WHAT IS REQUIRED >> Retype the records in full, exactly as they stand.

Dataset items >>
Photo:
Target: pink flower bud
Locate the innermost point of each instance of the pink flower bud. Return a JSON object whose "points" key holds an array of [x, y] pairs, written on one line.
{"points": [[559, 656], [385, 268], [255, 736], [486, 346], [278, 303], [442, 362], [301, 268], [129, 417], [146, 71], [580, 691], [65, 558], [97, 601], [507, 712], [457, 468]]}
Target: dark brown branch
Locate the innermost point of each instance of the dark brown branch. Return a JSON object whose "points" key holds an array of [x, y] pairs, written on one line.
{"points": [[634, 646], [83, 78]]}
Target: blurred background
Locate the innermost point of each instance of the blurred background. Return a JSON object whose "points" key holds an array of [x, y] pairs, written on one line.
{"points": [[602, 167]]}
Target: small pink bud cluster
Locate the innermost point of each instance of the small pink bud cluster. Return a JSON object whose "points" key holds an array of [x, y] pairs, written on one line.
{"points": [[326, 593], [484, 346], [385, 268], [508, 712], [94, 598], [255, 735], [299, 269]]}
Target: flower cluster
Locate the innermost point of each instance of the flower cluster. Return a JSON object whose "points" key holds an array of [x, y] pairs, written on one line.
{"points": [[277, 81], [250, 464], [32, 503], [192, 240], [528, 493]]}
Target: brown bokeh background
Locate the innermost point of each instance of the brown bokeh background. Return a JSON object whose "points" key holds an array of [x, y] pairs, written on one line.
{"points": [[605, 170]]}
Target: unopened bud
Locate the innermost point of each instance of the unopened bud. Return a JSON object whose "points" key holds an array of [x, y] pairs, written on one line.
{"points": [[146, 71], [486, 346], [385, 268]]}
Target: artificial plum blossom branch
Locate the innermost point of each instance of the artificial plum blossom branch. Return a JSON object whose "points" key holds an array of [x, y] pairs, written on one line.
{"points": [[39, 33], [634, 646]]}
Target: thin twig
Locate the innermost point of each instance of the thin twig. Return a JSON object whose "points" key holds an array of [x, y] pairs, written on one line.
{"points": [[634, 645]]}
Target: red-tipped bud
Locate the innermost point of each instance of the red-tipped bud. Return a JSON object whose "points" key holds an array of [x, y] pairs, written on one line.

SOLUTION TO THIS TASK >>
Photo:
Target: pink flower bud
Locate the innermost point of each instance of the pink flower bud. Return a JSON object whose "points" key holds an array of [x, y] pairs, written on one line.
{"points": [[559, 656], [385, 268], [255, 736], [486, 346], [278, 303], [442, 362], [301, 268], [129, 417], [146, 71], [580, 691], [65, 558], [97, 601], [507, 712], [457, 468]]}
Target: dark brown branch
Locate the innermost point of each instance of the dark brown branch. Return a JSON object whose "points" key holds an array of [x, y] pairs, written on one line.
{"points": [[634, 646], [83, 78]]}
Target: blurred background
Locate the innermost point of each instance of the blurred background. Return a JSON object whose "points" key holds an array of [x, y] pairs, written on one line.
{"points": [[602, 167]]}
Target: small pink bud cluster
Locate the innermost point of each instance of the small pink bud cluster. Return a JSON object whose "points" key holds an array of [x, y] pairs, written on one line.
{"points": [[326, 593], [484, 346], [385, 268], [508, 712], [94, 598], [255, 735], [299, 269]]}
Target: flower cluster
Locate the innermost point of each instance of the flower cluster. Return a JSON object whose "points" key holds an array of [x, y] pairs, written on one line.
{"points": [[277, 81], [250, 464], [32, 503], [192, 240], [528, 493]]}
Target: brown bokeh background
Locate the innermost point of each instance of the brown bokeh background. Return a JSON object whose "points" key holds an array of [x, y] pairs, written on one line.
{"points": [[605, 170]]}
Target: unopened bud
Locate the innermost point of each instance of the unopened bud. Return a JSON object whose "points" key holds an array of [x, y] pairs, written on one line.
{"points": [[146, 71], [486, 346], [385, 268]]}
Target: artificial plum blossom branch
Locate the innermost point of each instance of the artificial plum blossom branch. Return a JSON object whose "points" key holds an array of [x, y] pairs, written on one line.
{"points": [[39, 33], [634, 646]]}
Target: thin twig
Locate the innermost point of each instance of the thin twig. Return a JSON object whose "points" key holds an array of [x, y] pairs, written on one line.
{"points": [[634, 645]]}
Target: red-tipped bud
Locate the innermost point of each instance of the red-tipped bud. Return a JSON object whose "points" key holds an array of [x, y] pairs, written on one line.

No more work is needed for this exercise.